* **DOCUMENT EXTRACT**:
"""

Wednesday, August 5, 2009

Seeing Things Clearly

I had LASIK eye surgery a couple weeks ago. My mother gifted it to me on my 30th birthday, but since I was a brand new mother (my youngest was only a week old at that time!) I wanted to wait until I didn't have a tiny being completely dependent upon me for sustenance before I went through the surgery. Two years went by, and my mom finally got on my case to get the surgery done, even offering to come stay with me for a week and help me out as I convalesced. (Not that it takes a week, but hey, if she's making the trip she may as well stick around and spend some quality time with the kids.)
Before I scheduled the surgery, I read up on the procedure and the center where I was having it done. I felt very confident in my doctor and his skills (he's probably the best LASIK surgeon in Colorado and has even developed a laser of his own design.) Everyone I spoke with was both kind and knowledgeable, allaying any concerns I had about the procedure itself or my suitability for it.

That didn't stop me from having nightmares as the surgery loomed, or lying awake with vague fears of losing my sight all together and never seeing my daughter in her prom dress, developing an infection that might cause me to lose an eye, or some other equally rare and unlikely disaster.

I turned to my husband for support one night, as we were getting ready for bed, asking him how he felt about my upcoming surgery.
He admitted that he was nervous about the procedure and had some trepidation about how it would all turn out. I was like...ummmm...are you not aware you are supposed to be a rock upon which I can build a fortress of emotional security? You are not allowed to feel nervousness about this!

Which brought me to the realization I should have had from the start: I need to rely on God alone. My husband, amazing man though he is, cannot save me from fears or suffering. Only God can turn my tears into dancing.

That night I had a dream where I died. It's the way of dreams that you don't know at the time that things aren't real. Everything feels real, feels as though it's truly happening. When my group discovered that the Enterprise wasn't going to rescue us and the planet we were on was about to explode, I truly in that moment felt the overpowering panic that I would have in any situation where there was no escape. (Yes, yes, I know. Star Trek dreams belie a deep and abiding nerdiness that can't be disguised. Anyway.) I clearly remember standing there, watching the sky-high ball of flame rushing toward me and knowing it was beyond impossible to survive what was coming. So I didn't bother with fear. I just accepted it and turned my thoughts to Jesus. The flames rushed in and bright light blinded me. I reached out my arms, smiling, peace enfolding me, and looked for my Savior.

"""

* **EXERCISE INSTRUCTIONS**:
A – In the blog post, who gave the writer the LASIK surgery as a gift?
B – Sum up the blog post in two sentences.
C – Echo the part of the blog post that opens with the words containing "He admitted that" and closes with "tears into dancing.".
The items after this point come from a different source.

* **DATA SECTION**:
"""

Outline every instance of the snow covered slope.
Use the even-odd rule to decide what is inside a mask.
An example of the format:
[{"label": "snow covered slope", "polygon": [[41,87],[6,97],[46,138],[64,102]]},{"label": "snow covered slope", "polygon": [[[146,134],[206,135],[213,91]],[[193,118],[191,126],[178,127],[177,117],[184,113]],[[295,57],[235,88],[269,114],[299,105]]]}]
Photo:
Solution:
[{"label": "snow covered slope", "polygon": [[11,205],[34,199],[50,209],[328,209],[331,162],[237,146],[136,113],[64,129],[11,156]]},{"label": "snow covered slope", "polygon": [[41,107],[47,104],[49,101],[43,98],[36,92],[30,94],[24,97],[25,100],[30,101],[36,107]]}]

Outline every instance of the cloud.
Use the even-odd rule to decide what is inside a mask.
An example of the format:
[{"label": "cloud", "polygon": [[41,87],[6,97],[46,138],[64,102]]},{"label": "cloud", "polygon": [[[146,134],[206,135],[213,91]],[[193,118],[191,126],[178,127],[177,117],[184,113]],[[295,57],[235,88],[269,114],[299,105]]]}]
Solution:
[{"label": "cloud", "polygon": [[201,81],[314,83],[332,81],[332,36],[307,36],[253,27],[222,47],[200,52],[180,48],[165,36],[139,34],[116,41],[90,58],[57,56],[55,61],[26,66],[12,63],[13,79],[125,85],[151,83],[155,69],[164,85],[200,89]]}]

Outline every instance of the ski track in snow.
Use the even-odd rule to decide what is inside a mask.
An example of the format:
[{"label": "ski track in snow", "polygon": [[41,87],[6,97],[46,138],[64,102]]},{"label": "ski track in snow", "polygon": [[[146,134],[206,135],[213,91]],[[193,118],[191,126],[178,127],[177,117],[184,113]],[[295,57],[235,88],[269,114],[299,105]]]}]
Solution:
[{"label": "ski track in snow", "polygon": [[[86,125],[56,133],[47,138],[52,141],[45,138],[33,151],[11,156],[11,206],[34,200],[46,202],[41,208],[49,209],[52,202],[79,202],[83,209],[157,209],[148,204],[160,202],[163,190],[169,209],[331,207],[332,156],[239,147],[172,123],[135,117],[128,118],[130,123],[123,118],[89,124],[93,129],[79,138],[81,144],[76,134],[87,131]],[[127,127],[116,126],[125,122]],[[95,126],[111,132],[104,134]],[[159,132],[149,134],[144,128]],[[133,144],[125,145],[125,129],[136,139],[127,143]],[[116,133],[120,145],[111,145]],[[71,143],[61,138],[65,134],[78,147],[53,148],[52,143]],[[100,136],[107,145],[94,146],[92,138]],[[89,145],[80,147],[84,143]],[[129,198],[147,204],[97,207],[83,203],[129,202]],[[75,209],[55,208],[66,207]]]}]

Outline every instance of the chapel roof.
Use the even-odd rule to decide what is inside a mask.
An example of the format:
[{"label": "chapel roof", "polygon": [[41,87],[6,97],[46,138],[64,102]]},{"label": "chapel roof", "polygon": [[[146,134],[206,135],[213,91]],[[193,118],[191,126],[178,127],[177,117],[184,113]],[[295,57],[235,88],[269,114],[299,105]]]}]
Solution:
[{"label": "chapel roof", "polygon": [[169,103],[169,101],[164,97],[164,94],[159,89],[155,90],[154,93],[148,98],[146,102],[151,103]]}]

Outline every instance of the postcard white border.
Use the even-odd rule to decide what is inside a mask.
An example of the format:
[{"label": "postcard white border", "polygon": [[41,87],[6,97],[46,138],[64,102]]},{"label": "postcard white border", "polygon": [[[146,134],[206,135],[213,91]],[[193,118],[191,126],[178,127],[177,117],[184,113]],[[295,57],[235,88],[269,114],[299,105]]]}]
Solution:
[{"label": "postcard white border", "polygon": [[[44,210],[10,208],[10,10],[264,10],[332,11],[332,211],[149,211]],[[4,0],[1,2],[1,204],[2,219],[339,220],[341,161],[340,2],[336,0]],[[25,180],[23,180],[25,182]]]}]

"""

* **TASK-BY-TASK OUTPUTS**:
A – The writer's mother gave it as a gift for the writer's 30th birthday.

B – The writer waited two years to use a 30th-birthday gift of LASIK surgery because of a newborn, and even though the writer trusted the doctor, fears about the surgery brought nightmares and sleepless nights. When the writer's husband admitted that he was nervous too, the writer realized the need to rely on God alone, and that night dreamed of dying in peace while turning toward Jesus.

C –
He admitted that he was nervous about the procedure and had some trepidation about how it would all turn out. I was like...ummmm...are you not aware you are supposed to be a rock upon which I can build a fortress of emotional security? You are not allowed to feel nervousness about this!

Which brought me to the realization I should have had from the start: I need to rely on God alone. My husband, amazing man though he is, cannot save me from fears or suffering. Only God can turn my tears into dancing.